Direction —
Reproduce every one of the following entries verbatim, keeping each line unchanged.

━━━━━ Records for this task

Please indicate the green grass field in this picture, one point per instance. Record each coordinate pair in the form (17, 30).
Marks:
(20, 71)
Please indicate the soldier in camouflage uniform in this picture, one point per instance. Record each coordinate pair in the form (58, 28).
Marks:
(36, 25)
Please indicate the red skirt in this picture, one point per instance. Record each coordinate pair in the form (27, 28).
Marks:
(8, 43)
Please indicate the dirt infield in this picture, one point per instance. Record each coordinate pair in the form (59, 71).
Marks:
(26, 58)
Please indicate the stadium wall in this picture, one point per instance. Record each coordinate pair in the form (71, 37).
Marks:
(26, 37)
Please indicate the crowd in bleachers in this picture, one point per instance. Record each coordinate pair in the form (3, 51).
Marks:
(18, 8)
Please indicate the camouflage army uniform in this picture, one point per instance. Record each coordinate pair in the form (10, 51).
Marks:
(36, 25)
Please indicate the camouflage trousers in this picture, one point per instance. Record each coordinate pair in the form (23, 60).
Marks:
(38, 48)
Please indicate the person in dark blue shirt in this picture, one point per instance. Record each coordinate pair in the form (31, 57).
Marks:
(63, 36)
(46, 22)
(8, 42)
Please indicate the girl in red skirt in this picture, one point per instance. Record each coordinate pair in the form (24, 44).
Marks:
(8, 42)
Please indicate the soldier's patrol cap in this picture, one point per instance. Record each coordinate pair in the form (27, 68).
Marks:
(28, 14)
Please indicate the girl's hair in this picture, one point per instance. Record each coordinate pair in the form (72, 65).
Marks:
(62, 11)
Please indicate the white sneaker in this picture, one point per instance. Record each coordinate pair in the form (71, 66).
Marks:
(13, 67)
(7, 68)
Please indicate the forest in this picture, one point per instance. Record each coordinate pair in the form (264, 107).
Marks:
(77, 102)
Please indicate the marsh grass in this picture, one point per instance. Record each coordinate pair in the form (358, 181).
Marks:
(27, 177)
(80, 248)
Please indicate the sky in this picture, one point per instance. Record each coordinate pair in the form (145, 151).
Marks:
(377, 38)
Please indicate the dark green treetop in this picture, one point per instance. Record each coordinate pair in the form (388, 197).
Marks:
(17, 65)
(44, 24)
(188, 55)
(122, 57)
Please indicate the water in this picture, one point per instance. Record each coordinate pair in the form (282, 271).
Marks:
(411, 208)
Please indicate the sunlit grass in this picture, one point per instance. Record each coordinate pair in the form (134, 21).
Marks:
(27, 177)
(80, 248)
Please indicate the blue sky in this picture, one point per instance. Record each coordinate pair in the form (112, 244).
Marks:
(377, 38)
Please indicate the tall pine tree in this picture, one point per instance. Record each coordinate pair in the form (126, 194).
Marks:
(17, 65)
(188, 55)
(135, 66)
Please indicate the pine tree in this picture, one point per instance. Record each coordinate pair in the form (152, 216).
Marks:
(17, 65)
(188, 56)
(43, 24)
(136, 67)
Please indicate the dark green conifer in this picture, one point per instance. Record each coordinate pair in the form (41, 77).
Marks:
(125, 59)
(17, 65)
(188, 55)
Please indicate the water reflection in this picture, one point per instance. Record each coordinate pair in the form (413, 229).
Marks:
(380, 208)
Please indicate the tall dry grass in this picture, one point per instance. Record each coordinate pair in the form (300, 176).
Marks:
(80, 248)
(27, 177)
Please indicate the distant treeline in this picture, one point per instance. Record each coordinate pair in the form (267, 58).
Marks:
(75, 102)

━━━━━━━━━━

Correct result —
Please indicate the green grass field in this picture, one point per instance. Record each coordinate pair in the form (17, 30).
Marks:
(20, 71)
Please indicate the soldier in camouflage uniform in this picture, one point per instance. Record each coordinate pair in the form (58, 28).
Marks:
(36, 25)
Please indicate the red skirt in this picture, one point per instance. Record each coordinate pair in the form (27, 28).
Marks:
(8, 43)
Please indicate the dirt infield in this picture, one point per instance. Record each coordinate pair in the form (59, 71).
Marks:
(26, 58)
Please indicate the stadium wall in this picture, one point per instance. Record each coordinate pair in the form (71, 37).
Marks:
(26, 37)
Please indicate the crowd in bleachers in this picture, one point per instance. Record each coordinate pair in the form (3, 51).
Marks:
(18, 8)
Please indicate the camouflage army uniform in this picture, one point per instance. Record each coordinate pair in the form (10, 51).
Marks:
(36, 25)
Please indicate the camouflage trousers in this picture, one point per instance. Record each coordinate pair in the form (23, 60).
Marks:
(38, 48)
Please indicate the person in dark blue shirt in this picture, one point per instance. Record each coordinate pair in the form (31, 57).
Marks:
(63, 36)
(46, 22)
(8, 42)
Please indicate the girl in red skirt in this picture, one point per instance. Record each coordinate pair in the form (24, 44).
Marks:
(8, 42)
Please indicate the soldier's patrol cap in this picture, one point per instance. Record each coordinate pair in the form (27, 68).
Marks:
(28, 14)
Please indicate the girl's hair in this picture, one point per instance. Record each coordinate pair in the form (72, 65).
Marks:
(62, 11)
Please indicate the white sneaker in this picture, one point per instance. Record each coordinate pair in the form (71, 66).
Marks:
(13, 67)
(7, 68)
Please indicate the forest in this picture, one point per instance. Record each coordinate pair in the form (264, 107).
Marks:
(77, 102)
Please indicate the marsh grass in this picture, one point per instance. Record each coordinate pair in the form (358, 181).
Marks:
(27, 177)
(80, 248)
Please indicate the sky in this picture, one point per instance. Record each coordinate pair in the form (145, 151).
Marks:
(377, 38)
Please indicate the dark green treetop in this picture, one point per instance. Record each coordinate pair in the form (388, 197).
Marks:
(17, 65)
(44, 24)
(188, 55)
(122, 57)
Please indicate the water in this picture, one point per instance. Record each coordinate pair in the form (282, 271).
Marks:
(411, 208)
Please indicate the sunlit grass in this picture, one point per instance. Record each coordinate pair in the form (134, 21).
Marks:
(27, 177)
(80, 248)
Please indicate the blue sky in this picture, one point per instance. Record each coordinate pair in the form (112, 244).
Marks:
(377, 38)
Please indicate the tall pine tree in this picture, one point per instance. Record each coordinate pair in the form (126, 194).
Marks:
(17, 65)
(188, 55)
(135, 66)
Please indicate the pine tree in this picture, one point per instance. Record each coordinate pair in the form (152, 216).
Marks:
(17, 65)
(188, 56)
(43, 24)
(136, 67)
Please indicate the dark green conifer in this picture, one point per instance. Record each coordinate pair in the form (41, 77).
Marks:
(125, 59)
(17, 65)
(188, 55)
Please indicate the water reflection in this picture, one point per instance. Record each coordinate pair in the form (413, 229).
Marks:
(380, 208)
Please indicate the tall dry grass in this picture, one point per instance. Record each coordinate pair in the form (300, 176).
Marks:
(80, 248)
(27, 177)
Please indicate the distant treeline in this picture, one point per instance. Record each coordinate pair in the form (267, 58).
Marks:
(75, 102)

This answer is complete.